2-Dava konusu alacak hesap edilebilir nitelikte bulunması nedeniyle icra inkar tazminatına hükmetmek gerekirken bu husustaki isteğin reddedilmiş olması doğru görülmemiştir.
SONUÇ : Yukarıda (1) sayılı bendde açıklanan nedenlerle sair temyiz itirazlarının reddi ile (2) sayılı bendde açıklanan nedenlerle hükmün davacı yararına BOZULMASINA, peşin harcın istek halinde iadesine 10.12.1999 gününde oyçokluğuyla karar verildi.
KARŞI OY YAZISI
Dava kaçak elektrik kullanımından doğan alacakla ilgili olarak yapılan icra takibine karşı ileri sürülen itirazın iptali isteğine ilişkindir.
Mahkemece, alacağın likit bulunmaması nedeniyle davacı şirket'in inkar tazminatına ilişkin isteğinin reddine karar verilmiştir.
----------
Çözülecek Sorular:
1. Okuma metnine göre, icra inkar tazminatı isteğinin reddedilmesi neden doğru görülmemiştir? Lütfen bir ila üç cümleyle açıklayın.
2. Okuma metninin "SONUÇ" bölümünde verilen kararları eksiksiz sıralayın.

Çıkarılan Bilgiler:
----------
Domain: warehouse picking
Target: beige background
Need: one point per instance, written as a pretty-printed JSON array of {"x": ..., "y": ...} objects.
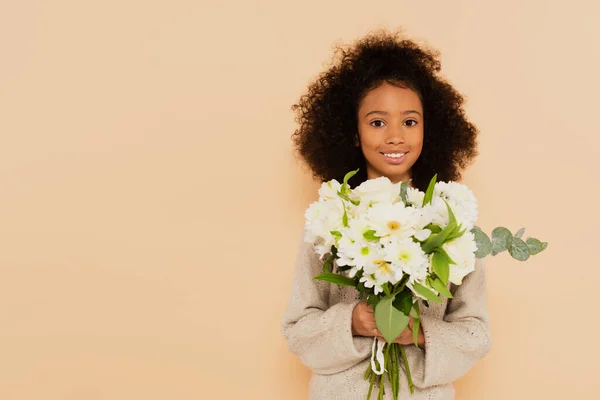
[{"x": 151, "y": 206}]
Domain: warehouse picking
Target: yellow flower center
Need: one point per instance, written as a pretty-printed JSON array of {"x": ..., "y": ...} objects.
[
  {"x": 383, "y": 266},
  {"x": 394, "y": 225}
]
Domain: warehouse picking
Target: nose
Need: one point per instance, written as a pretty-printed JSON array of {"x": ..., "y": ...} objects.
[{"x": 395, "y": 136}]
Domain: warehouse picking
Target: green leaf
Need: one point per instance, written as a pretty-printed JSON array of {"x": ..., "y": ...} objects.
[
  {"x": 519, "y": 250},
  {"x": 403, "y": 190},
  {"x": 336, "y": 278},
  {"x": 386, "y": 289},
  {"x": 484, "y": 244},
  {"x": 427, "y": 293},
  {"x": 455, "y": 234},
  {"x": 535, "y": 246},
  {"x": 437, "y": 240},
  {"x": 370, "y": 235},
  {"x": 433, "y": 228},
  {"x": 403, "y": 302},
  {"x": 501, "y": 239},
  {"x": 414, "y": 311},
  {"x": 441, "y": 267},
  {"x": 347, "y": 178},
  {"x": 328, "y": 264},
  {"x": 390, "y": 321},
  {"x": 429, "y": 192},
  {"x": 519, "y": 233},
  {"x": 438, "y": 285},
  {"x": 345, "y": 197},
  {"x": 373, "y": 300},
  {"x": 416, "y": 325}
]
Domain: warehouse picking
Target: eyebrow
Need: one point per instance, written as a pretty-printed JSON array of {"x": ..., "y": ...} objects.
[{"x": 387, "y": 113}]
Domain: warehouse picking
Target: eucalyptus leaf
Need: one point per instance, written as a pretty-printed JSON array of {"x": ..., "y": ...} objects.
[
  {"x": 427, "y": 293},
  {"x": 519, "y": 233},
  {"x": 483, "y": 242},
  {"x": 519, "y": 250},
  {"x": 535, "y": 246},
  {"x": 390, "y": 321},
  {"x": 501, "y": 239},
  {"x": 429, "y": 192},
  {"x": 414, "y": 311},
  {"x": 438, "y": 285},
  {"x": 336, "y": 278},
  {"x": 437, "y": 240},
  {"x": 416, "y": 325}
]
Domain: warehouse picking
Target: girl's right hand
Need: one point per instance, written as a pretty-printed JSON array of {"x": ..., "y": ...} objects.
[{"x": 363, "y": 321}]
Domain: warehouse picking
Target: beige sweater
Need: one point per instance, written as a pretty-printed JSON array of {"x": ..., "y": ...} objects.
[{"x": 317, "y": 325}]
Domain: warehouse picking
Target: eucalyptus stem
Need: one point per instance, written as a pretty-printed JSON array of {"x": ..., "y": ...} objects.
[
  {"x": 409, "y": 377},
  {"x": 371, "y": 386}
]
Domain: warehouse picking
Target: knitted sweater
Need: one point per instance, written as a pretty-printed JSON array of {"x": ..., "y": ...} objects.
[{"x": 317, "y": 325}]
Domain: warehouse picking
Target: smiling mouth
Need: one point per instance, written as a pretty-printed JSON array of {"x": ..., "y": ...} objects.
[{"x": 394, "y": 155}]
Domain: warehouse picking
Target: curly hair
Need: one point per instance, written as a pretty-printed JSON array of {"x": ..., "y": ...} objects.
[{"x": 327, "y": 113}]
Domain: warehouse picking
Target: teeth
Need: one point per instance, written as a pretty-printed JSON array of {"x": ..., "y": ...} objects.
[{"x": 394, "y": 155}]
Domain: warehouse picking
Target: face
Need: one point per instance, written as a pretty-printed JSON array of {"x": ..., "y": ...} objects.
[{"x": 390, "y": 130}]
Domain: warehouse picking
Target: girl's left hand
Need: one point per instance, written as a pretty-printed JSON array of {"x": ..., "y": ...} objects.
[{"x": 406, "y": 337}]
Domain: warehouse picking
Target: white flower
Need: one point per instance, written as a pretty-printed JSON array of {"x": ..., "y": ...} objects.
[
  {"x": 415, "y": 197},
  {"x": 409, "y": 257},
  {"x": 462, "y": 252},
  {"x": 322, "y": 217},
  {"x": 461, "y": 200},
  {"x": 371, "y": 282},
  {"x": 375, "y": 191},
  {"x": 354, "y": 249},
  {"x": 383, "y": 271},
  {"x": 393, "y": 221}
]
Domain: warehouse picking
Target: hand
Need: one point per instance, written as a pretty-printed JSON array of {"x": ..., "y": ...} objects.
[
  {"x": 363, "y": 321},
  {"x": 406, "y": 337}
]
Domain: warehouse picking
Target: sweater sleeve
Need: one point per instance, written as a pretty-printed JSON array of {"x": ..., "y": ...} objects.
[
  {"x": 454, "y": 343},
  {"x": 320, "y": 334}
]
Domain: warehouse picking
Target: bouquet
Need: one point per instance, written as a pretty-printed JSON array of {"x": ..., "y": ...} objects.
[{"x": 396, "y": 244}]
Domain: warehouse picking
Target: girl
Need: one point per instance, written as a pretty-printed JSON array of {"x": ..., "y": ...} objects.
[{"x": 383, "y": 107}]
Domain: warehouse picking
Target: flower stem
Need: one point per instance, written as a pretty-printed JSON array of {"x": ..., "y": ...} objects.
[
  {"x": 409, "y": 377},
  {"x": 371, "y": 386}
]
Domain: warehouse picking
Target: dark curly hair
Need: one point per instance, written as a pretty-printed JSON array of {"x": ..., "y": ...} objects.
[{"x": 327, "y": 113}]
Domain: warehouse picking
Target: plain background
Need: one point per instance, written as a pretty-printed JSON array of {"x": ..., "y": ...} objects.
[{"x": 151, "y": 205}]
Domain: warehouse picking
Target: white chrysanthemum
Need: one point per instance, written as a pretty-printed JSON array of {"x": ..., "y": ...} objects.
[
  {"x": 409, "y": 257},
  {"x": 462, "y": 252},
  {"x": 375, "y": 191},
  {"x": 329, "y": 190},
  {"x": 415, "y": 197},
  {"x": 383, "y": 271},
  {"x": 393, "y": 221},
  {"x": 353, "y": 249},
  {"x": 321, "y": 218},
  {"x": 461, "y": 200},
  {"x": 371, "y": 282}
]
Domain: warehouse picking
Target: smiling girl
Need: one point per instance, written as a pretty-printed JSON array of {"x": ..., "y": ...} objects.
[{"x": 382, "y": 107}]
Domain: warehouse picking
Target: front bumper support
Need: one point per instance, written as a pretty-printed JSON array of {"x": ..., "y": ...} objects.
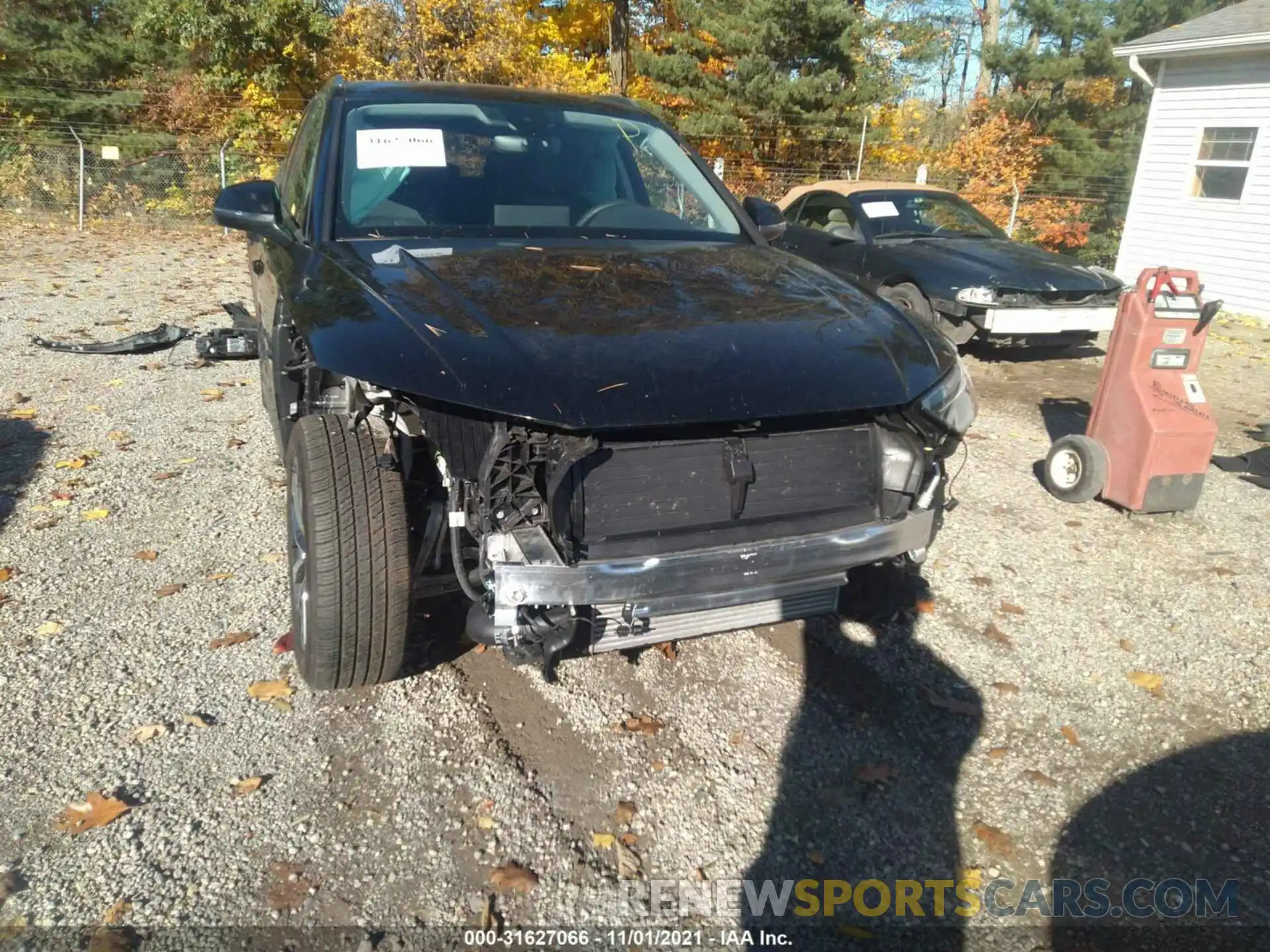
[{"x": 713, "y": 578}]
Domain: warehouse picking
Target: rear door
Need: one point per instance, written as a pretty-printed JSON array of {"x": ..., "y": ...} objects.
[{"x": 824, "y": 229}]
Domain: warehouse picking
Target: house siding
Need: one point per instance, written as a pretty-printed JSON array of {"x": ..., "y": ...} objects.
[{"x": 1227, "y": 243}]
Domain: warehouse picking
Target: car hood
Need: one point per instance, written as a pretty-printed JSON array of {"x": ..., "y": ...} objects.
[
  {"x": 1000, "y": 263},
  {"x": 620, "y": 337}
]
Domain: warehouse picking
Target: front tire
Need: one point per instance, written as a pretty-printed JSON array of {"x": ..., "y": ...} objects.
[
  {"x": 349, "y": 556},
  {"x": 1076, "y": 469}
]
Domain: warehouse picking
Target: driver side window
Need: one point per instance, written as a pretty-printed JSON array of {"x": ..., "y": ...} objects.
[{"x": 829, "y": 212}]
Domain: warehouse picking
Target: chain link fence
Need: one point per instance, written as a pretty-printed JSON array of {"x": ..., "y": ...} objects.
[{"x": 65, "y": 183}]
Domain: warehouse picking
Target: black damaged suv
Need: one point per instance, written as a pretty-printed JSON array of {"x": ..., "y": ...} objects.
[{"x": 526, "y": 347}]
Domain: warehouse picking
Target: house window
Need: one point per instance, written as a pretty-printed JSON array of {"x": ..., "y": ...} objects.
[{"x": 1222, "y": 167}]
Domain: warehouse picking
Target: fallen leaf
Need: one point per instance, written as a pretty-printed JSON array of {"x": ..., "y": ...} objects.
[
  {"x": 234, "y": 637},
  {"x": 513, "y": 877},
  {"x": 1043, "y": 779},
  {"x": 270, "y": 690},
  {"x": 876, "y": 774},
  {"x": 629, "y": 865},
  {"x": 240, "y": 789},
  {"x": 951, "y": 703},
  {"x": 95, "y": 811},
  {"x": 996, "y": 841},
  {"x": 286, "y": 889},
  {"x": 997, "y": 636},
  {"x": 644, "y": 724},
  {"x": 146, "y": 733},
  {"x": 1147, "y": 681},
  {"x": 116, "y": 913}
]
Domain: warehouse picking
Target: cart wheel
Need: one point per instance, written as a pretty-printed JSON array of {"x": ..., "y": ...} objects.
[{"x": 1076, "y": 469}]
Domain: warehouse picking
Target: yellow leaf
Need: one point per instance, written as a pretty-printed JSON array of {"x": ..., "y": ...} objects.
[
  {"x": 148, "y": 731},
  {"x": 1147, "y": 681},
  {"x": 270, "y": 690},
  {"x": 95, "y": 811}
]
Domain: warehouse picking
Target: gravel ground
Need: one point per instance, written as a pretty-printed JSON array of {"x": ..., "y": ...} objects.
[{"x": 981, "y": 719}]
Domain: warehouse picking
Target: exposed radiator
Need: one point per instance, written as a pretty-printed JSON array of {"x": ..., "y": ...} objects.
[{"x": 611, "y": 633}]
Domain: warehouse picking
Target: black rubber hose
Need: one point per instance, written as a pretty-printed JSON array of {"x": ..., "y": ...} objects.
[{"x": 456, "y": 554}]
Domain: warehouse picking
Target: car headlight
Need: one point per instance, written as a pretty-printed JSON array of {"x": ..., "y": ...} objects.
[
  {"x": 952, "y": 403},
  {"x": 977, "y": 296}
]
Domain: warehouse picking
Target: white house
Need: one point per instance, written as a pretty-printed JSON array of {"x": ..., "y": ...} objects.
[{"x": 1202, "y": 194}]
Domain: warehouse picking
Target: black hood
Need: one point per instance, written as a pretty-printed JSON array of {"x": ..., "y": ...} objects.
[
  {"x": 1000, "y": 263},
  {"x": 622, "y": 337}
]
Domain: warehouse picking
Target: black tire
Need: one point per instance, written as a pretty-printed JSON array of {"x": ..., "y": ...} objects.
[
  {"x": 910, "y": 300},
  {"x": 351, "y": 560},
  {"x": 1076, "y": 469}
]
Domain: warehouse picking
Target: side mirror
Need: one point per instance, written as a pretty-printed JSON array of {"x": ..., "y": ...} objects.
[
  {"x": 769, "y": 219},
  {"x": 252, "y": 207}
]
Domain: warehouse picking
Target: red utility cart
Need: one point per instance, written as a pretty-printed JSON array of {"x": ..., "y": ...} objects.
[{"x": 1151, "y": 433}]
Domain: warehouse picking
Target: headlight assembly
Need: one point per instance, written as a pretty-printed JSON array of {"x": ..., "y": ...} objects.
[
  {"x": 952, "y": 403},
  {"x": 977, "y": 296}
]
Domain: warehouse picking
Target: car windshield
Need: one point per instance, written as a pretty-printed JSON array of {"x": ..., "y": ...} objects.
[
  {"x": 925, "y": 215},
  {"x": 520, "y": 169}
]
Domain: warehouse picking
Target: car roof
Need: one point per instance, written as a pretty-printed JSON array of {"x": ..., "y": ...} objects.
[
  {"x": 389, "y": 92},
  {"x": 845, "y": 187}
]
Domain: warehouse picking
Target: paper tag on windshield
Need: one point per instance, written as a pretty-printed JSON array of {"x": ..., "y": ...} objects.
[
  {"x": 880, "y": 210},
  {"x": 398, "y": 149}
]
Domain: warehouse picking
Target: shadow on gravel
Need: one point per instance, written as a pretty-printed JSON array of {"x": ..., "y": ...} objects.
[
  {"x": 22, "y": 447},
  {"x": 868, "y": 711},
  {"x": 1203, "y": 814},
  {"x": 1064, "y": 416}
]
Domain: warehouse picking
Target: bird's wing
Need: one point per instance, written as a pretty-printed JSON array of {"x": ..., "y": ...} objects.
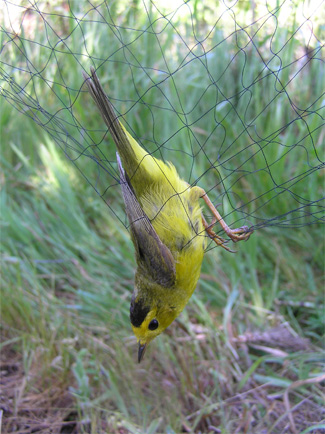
----------
Çözümler:
1. Dava konusu alacak hesap edilebilir nitelikte olduğu için icra inkar tazminatına hükmedilmesi gerekiyordu. Bu nedenle isteğin reddedilmesi doğru görülmemiştir.

2.
- Sair temyiz itirazlarının reddi
- Hükmün davacı yararına bozulması
- Peşin harcın istek halinde iadesi